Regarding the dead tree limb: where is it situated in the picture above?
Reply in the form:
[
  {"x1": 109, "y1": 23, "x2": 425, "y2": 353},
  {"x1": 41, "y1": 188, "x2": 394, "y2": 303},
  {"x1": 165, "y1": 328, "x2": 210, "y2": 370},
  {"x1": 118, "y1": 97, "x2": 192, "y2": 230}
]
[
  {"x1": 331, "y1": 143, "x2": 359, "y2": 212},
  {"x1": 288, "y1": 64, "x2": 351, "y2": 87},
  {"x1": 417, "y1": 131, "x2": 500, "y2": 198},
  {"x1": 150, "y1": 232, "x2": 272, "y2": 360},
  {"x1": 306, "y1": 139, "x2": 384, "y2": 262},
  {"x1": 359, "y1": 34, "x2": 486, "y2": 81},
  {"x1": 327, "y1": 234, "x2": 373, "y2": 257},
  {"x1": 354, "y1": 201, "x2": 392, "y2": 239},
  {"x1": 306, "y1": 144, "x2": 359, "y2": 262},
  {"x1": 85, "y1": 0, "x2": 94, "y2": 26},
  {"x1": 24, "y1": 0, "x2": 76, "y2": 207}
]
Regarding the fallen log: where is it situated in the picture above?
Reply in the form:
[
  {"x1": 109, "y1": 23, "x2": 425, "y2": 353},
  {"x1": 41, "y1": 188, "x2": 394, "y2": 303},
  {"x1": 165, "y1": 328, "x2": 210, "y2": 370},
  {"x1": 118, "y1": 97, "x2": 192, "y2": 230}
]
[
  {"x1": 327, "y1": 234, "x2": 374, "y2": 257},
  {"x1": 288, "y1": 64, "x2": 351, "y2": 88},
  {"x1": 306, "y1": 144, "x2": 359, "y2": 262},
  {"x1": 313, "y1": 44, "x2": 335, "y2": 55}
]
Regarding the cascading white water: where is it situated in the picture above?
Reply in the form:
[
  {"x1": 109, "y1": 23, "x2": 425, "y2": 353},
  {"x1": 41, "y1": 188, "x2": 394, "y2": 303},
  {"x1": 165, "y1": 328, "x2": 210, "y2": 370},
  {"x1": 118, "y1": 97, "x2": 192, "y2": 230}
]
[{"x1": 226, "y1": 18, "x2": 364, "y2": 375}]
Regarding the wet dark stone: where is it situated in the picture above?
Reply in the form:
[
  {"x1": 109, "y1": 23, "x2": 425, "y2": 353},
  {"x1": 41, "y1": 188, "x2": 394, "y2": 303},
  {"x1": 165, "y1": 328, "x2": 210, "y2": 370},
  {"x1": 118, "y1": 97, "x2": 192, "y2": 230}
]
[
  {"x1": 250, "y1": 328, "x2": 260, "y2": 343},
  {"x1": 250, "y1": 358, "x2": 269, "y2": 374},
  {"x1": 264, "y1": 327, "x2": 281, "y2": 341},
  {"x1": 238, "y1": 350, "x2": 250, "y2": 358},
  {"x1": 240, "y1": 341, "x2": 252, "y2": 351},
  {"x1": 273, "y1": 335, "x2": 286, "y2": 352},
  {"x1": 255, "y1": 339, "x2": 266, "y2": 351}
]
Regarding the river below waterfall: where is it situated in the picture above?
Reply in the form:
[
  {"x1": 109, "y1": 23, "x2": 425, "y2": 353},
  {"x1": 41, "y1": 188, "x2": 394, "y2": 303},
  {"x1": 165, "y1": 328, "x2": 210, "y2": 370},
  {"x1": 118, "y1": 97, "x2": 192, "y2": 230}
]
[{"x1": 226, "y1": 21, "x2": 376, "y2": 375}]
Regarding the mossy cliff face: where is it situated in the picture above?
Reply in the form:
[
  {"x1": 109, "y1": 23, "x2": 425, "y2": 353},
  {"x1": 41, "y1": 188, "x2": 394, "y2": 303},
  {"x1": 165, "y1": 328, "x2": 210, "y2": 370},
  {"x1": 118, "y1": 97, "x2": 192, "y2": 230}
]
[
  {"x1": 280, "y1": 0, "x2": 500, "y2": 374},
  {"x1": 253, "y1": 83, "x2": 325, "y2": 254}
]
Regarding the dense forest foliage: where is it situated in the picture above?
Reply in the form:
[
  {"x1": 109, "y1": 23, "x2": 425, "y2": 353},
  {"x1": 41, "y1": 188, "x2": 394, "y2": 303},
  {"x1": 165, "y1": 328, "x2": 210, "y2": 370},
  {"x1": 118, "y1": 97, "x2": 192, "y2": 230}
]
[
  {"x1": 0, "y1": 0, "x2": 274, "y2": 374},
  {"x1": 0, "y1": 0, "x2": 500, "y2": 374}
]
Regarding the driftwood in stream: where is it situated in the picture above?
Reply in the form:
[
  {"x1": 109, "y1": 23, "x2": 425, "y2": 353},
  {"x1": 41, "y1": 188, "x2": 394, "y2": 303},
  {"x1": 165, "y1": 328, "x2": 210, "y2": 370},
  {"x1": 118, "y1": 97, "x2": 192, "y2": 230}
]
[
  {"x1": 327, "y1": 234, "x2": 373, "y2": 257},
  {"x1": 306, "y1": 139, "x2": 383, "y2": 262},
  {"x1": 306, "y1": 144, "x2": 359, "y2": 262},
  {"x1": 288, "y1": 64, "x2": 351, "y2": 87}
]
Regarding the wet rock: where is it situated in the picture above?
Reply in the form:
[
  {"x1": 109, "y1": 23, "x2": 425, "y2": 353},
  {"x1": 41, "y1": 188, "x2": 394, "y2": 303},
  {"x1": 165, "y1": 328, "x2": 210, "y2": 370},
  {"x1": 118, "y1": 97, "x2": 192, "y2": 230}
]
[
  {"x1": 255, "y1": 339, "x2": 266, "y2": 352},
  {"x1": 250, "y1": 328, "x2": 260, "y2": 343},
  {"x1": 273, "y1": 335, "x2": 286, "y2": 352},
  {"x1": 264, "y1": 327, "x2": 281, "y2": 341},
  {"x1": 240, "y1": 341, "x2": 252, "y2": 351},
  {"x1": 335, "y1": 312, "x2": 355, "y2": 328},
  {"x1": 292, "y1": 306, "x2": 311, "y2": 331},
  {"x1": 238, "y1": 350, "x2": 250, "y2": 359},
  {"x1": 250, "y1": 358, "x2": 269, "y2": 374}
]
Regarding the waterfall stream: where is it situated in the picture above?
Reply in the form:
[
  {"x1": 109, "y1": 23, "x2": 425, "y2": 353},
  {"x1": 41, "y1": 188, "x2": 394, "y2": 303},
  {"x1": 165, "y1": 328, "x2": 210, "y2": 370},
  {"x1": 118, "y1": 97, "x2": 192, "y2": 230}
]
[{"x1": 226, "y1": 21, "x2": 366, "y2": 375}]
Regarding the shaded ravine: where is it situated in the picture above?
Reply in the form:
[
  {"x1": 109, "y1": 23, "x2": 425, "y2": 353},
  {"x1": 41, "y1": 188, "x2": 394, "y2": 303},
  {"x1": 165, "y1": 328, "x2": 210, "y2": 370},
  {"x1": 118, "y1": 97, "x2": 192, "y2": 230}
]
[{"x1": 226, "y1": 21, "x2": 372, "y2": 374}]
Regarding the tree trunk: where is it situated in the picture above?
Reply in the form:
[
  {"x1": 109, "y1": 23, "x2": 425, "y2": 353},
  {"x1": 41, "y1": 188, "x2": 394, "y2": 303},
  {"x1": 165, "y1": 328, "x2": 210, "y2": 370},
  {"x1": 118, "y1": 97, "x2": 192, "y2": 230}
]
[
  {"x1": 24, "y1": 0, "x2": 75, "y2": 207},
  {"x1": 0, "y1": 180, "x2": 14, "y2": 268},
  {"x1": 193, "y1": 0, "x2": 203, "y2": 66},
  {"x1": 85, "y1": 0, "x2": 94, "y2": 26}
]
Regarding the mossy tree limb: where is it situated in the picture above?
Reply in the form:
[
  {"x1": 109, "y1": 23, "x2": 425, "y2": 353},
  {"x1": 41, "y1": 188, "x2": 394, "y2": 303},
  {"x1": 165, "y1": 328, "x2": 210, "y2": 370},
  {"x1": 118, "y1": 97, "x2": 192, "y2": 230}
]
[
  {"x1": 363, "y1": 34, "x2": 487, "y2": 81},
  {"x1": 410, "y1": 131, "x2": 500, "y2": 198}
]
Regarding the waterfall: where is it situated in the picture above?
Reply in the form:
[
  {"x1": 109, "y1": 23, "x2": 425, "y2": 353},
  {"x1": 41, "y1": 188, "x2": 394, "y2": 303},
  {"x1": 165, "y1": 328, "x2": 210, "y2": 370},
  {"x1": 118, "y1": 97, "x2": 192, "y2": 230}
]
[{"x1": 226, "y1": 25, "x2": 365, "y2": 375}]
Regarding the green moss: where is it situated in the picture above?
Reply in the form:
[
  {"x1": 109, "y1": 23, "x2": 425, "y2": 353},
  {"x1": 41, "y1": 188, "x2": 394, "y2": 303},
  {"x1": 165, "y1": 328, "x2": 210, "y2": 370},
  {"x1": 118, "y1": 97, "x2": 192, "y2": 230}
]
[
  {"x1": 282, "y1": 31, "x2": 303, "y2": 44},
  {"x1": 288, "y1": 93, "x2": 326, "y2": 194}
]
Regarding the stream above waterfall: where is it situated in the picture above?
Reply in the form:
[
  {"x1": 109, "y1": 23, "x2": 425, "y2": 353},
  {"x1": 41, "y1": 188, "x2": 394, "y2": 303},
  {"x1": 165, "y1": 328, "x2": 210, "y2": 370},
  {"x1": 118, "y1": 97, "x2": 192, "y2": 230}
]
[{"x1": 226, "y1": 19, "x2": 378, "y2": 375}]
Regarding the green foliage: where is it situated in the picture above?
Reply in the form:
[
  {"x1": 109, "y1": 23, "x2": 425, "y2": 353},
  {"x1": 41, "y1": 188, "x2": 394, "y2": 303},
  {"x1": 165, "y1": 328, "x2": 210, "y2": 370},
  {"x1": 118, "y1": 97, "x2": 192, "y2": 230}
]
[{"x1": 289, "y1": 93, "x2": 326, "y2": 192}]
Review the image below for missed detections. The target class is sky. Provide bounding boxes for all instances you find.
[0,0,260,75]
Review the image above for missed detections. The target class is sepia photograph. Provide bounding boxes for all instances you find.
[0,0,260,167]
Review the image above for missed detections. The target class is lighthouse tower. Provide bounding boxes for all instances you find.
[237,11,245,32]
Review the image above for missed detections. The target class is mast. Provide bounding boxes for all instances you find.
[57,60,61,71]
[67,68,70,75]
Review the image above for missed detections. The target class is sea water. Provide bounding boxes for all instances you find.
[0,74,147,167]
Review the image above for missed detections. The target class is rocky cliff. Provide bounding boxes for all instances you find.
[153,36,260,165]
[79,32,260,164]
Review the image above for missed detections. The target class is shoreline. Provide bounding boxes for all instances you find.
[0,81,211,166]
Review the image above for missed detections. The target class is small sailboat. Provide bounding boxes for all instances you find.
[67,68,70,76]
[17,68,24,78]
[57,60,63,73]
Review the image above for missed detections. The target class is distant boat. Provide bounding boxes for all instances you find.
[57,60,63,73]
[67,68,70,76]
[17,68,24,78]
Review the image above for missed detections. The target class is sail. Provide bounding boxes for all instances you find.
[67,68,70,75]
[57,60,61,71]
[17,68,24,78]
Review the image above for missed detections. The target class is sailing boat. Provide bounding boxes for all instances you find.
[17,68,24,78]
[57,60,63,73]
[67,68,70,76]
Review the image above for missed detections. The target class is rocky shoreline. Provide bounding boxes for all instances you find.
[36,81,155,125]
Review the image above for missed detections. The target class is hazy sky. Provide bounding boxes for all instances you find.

• • • • •

課題: 上の資料のうち、「class is small」を含む行から「[36,81,155,125]」を含む行までを、一字も変えずにそのまま返すこと。両端の行も含める。

回答:
Review the image above for missed detections. The target class is small sailboat. Provide bounding boxes for all instances you find.
[67,68,70,76]
[17,68,24,78]
[57,60,63,73]
Review the image above for missed detections. The target class is distant boat. Provide bounding boxes for all instances you find.
[57,60,63,73]
[67,68,70,76]
[17,68,24,78]
Review the image above for missed detections. The target class is sail. Provide bounding boxes for all instances you find.
[67,68,70,75]
[57,60,61,71]
[17,68,24,78]
Review the image above for missed detections. The target class is sailing boat. Provide bounding boxes for all instances you find.
[17,68,24,78]
[57,60,63,73]
[67,68,70,76]
Review the image above for missed detections. The target class is rocky shoreline. Provide bounding boxes for all instances you find.
[36,81,155,125]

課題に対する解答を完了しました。